### Short exercise
Convert every line of the listing below into a JSON list of strings, one string per line, skipping blank lines. Leave the pictures out of your answer.

Extracted records:
________________

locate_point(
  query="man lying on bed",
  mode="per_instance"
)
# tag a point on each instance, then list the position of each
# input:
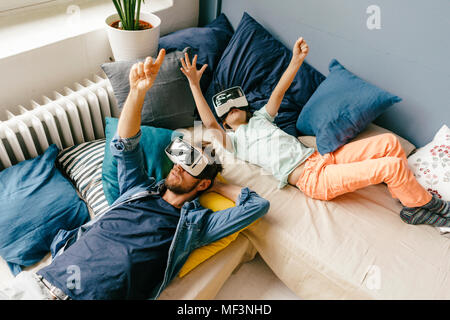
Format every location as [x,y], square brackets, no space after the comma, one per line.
[136,248]
[256,139]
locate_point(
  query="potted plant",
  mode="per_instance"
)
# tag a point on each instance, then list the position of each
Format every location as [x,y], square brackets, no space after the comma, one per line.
[132,34]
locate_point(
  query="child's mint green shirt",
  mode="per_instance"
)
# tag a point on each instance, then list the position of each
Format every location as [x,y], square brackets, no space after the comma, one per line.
[262,143]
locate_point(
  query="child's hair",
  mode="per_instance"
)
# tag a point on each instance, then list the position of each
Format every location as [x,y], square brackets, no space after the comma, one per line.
[248,114]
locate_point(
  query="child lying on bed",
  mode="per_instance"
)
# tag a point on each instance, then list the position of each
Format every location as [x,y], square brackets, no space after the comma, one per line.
[353,166]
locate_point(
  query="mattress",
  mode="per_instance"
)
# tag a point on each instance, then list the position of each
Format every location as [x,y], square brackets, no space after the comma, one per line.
[353,247]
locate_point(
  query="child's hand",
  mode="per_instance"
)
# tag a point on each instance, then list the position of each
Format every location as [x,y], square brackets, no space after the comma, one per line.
[300,50]
[143,74]
[190,70]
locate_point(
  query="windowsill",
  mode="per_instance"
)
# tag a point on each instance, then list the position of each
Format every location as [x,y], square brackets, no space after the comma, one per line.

________________

### Result
[
  "locate_point(",
  "  query=\"man lying on bed\",",
  "  mode=\"per_instance\"",
  ")",
  "# tag a point on each instance, then list the position of each",
  "# input:",
  "Format every location as [x,y], square brackets, no space after the comma, one per line.",
  "[136,248]",
  "[256,139]",
  "locate_point(",
  "  query=\"potted plant\",",
  "  mode=\"per_instance\"",
  ")",
  "# tag a point on each instance, then list the position of each",
  "Format every location as [x,y], square brackets, no space after the comma, one per line.",
  "[132,34]",
  "locate_point(",
  "  query=\"child's mint green shirt\",",
  "  mode=\"per_instance\"",
  ")",
  "# tag a point on each instance, then list the position of each",
  "Format every location as [x,y], square brackets, no space after the comma, one per line.",
  "[262,143]",
  "locate_point(",
  "  query=\"child's hair\",",
  "  mode=\"per_instance\"",
  ")",
  "# tag a point on each instance, then list the position of each",
  "Format every location as [x,y], square brackets, no space after the comma, one per line.",
  "[248,114]",
  "locate_point(",
  "  query=\"child lying on bed\",",
  "  mode=\"per_instance\"",
  ")",
  "# tag a point on each instance, then list the position of each",
  "Format every location as [x,y], square brackets, no space after the comma, one per line.",
  "[353,166]",
  "locate_point(",
  "  query=\"mattress\",",
  "  mode=\"per_instance\"",
  ")",
  "# tag a point on each instance, then list the position of each",
  "Format every location as [x,y], square brackets, no space after the comma, one per line.",
  "[353,247]",
  "locate_point(",
  "  query=\"child's hand\",",
  "  mode=\"per_instance\"",
  ")",
  "# tag a point on each instance, then list the position of each",
  "Format every location as [x,y], square brackets, no space after the comma, one per line.",
  "[300,50]",
  "[143,74]",
  "[190,70]",
  "locate_point(",
  "  query=\"windowsill\",",
  "  mode=\"per_instance\"",
  ")",
  "# tag a point on each instance, then list the position of each",
  "Format every location as [x,y], square brackets, no space after the comma, one per line."
]